» **Source document**
☆ ☆ ☆ ☆ ☆ ☆ ☆

To become self-directed learners, students must learn to monitor and adjust their approaches to learning. To this end, we structure assignments that are designed to encourage students to go beyond thinking about the task that they are pursuing, but to think about what they are doing, why they are doing it, and if they are doing it correctly. We do this by asking students to justify the choices they have made and to explain how what they are doing fits within the context of the course.

Taken together, these principles motivate the course structure (as described in Sect. 2.4 through Sect. 2.7) and the course assignments.

2.4 Content Objectives

Working from our learning objectives and theoretical framework, we then chose the content of the course and its structure to achieve these objectives and to facilitate students learning the broad array of skills described in Sect. 2.1. The course progression is shown in Table 1, which includes a day-by-day breakdown of course activities. Motivated by our learning objectives, we describe a given day’s activity in terms of the modeling and/or data analysis concept(s) that are developed during that class period, the context within which that is being taught (i.e., application area), and the new programming practice(s) that are required in order to be able to implement the modeling or data analysis concept.

The temporal progression shown in Table 1 demonstrates how students are gradually introduced to new skills and concepts. We assume that students come into the class with little or no programming experience, and thus early class sessions introduce fundamental programming concepts such as variables, loops, Boolean logic, and functions, and software-related tasks such as creating code flowcharts and writing pseudo-code to represent programs. These programming concepts are introduced using a modeling or data analysis concept that motivates the need for them – for example, in Day 2 of class students learn to use variables in programs to solve order-of-magnitude estimation problems. Motivated by the principles described in Sect. 2.3, we gradually introduce new skills and concepts in a way that facilitates their integration with previous content, and emphasize in class the ways that the new material builds on what has been previously learned. Furthermore, students are given clearly-defined problems in class, which they pursue in small groups with targeted instructor feedback. The modeling and data analysis/visualization concepts are taught within a variety of different contexts or application areas to both show the breadth of potential application areas and to engage students’ personal interests.

☆ ☆ ☆ ☆ ☆ ☆ ☆

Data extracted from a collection
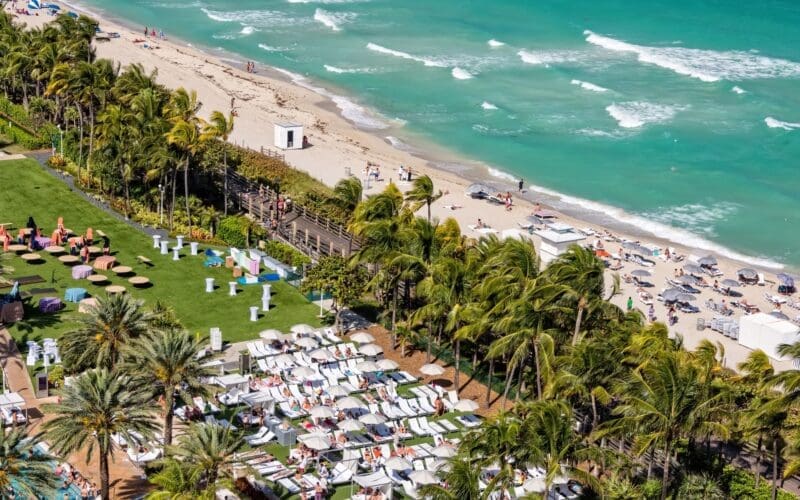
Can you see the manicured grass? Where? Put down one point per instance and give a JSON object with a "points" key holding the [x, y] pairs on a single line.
{"points": [[28, 190]]}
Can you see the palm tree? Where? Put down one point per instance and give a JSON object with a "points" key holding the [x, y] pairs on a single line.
{"points": [[103, 333], [582, 273], [220, 127], [422, 191], [210, 450], [169, 363], [24, 469], [95, 406]]}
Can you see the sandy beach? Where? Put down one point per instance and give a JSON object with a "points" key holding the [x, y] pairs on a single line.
{"points": [[269, 97]]}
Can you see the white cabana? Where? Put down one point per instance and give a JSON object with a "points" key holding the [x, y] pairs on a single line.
{"points": [[766, 332]]}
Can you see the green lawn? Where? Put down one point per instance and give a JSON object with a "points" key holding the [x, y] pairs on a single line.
{"points": [[28, 190]]}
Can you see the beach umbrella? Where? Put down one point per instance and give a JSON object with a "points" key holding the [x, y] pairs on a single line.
{"points": [[371, 419], [370, 349], [478, 189], [367, 367], [317, 442], [387, 365], [350, 425], [362, 338], [272, 335], [303, 372], [431, 369], [350, 403], [443, 451], [302, 328], [397, 463], [693, 269], [321, 355], [336, 391], [466, 405], [322, 412], [422, 477], [708, 260], [306, 343]]}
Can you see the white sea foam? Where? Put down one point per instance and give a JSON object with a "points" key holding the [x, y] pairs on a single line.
{"points": [[650, 225], [775, 123], [349, 109], [589, 86], [461, 74], [636, 114], [405, 55], [705, 65], [333, 20], [546, 58]]}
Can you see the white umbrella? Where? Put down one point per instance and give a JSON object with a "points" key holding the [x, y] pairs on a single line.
{"points": [[371, 419], [367, 366], [302, 328], [272, 335], [322, 412], [317, 442], [431, 369], [466, 405], [387, 365], [336, 391], [321, 355], [303, 372], [398, 463], [423, 477], [443, 451], [349, 403], [350, 425], [306, 343], [534, 485], [370, 349], [362, 338]]}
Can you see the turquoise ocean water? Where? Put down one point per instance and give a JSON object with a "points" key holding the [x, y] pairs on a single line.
{"points": [[684, 116]]}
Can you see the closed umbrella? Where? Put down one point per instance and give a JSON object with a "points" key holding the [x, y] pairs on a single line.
{"points": [[398, 463], [350, 425], [387, 365], [350, 403], [370, 349], [466, 405], [367, 367], [337, 391], [302, 329], [443, 451], [272, 335], [306, 343], [362, 338], [322, 412], [321, 355], [431, 369], [747, 273], [371, 419], [708, 260], [421, 477]]}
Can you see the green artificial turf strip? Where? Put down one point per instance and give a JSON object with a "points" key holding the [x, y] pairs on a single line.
{"points": [[28, 190]]}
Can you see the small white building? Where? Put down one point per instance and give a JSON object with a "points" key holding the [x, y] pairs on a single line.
{"points": [[766, 332], [556, 238], [288, 136]]}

☆ ☆ ☆ ☆ ☆ ☆ ☆

» **Exercises**
• 1. Transcribe the portion of the course design text starting at "Working from our" and ending at "data analysis concept.".
• 2. Report how many lines of the records contain the string "umbrella", treating case as significant. Give only the number.

» **Answers to the exercise**
• 1.
Working from our learning objectives and theoretical framework, we then chose the content of the course and its structure to achieve these objectives and to facilitate students learning the broad array of skills described in Sect. 2.1. The course progression is shown in Table 1, which includes a day-by-day breakdown of course activities. Motivated by our learning objectives, we describe a given day’s activity in terms of the modeling and/or data analysis concept(s) that are developed during that class period, the context within which that is being taught (i.e., application area), and the new programming practice(s) that are required in order to be able to implement the modeling or data analysis concept.

• 2. 3